● Exercise directions: Send back exactly the lines from the opening line of the records below through the one with "column 301, row 179".

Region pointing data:
Segment Open
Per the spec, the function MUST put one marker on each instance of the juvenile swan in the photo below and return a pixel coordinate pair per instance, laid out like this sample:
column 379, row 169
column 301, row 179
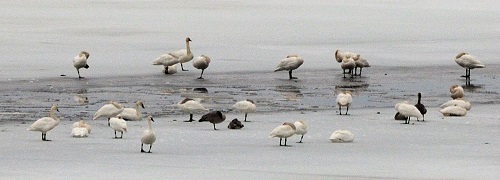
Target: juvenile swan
column 290, row 63
column 214, row 117
column 342, row 136
column 245, row 106
column 191, row 106
column 202, row 63
column 468, row 62
column 133, row 114
column 344, row 99
column 46, row 124
column 148, row 137
column 300, row 129
column 80, row 61
column 283, row 131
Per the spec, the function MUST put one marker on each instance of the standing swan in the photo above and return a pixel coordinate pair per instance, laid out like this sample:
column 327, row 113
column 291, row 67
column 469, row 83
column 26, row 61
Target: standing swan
column 184, row 55
column 148, row 137
column 202, row 63
column 214, row 117
column 408, row 110
column 283, row 131
column 245, row 106
column 468, row 62
column 421, row 107
column 300, row 129
column 133, row 114
column 46, row 124
column 118, row 124
column 80, row 61
column 290, row 63
column 344, row 99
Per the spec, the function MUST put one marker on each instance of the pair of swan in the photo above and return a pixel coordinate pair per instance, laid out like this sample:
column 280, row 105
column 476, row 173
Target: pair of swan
column 46, row 124
column 245, row 106
column 214, row 117
column 344, row 99
column 80, row 61
column 290, row 63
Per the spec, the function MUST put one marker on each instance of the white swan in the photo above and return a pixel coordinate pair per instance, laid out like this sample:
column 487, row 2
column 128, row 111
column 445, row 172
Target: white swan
column 342, row 136
column 457, row 102
column 133, row 114
column 83, row 124
column 80, row 130
column 468, row 62
column 245, row 106
column 283, row 131
column 46, row 124
column 202, row 63
column 118, row 124
column 191, row 106
column 184, row 55
column 408, row 110
column 148, row 137
column 80, row 61
column 348, row 64
column 453, row 111
column 290, row 63
column 344, row 99
column 109, row 110
column 300, row 129
column 456, row 92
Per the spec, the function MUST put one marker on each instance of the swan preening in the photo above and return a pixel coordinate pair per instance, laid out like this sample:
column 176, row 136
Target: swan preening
column 344, row 99
column 456, row 92
column 290, row 63
column 468, row 62
column 300, row 129
column 133, row 114
column 148, row 137
column 245, row 106
column 214, row 117
column 80, row 129
column 191, row 106
column 202, row 63
column 408, row 110
column 342, row 136
column 46, row 124
column 283, row 131
column 118, row 124
column 235, row 124
column 80, row 61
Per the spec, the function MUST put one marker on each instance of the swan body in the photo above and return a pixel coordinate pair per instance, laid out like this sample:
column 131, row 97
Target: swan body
column 82, row 124
column 202, row 63
column 453, row 111
column 109, row 110
column 148, row 137
column 300, row 129
column 133, row 114
column 283, row 131
column 456, row 92
column 46, row 124
column 408, row 110
column 184, row 55
column 468, row 62
column 245, row 106
column 344, row 99
column 191, row 106
column 118, row 125
column 290, row 63
column 80, row 61
column 342, row 136
column 214, row 117
column 457, row 102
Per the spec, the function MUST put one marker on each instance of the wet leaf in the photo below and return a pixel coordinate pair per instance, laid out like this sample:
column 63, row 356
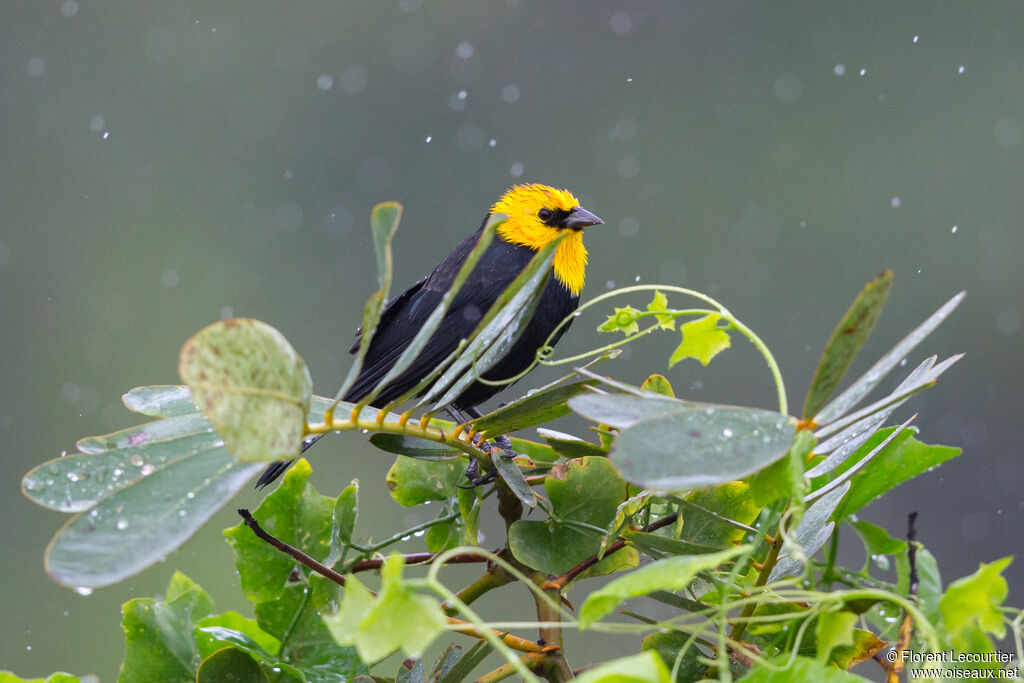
Segment Closed
● Solution for this exercise:
Per the spec, the function MUST put one marker on each instance of the juvenile swan in the photo below and return a pixel coordinate pair per instance, laid out like this sample:
column 379, row 169
column 301, row 179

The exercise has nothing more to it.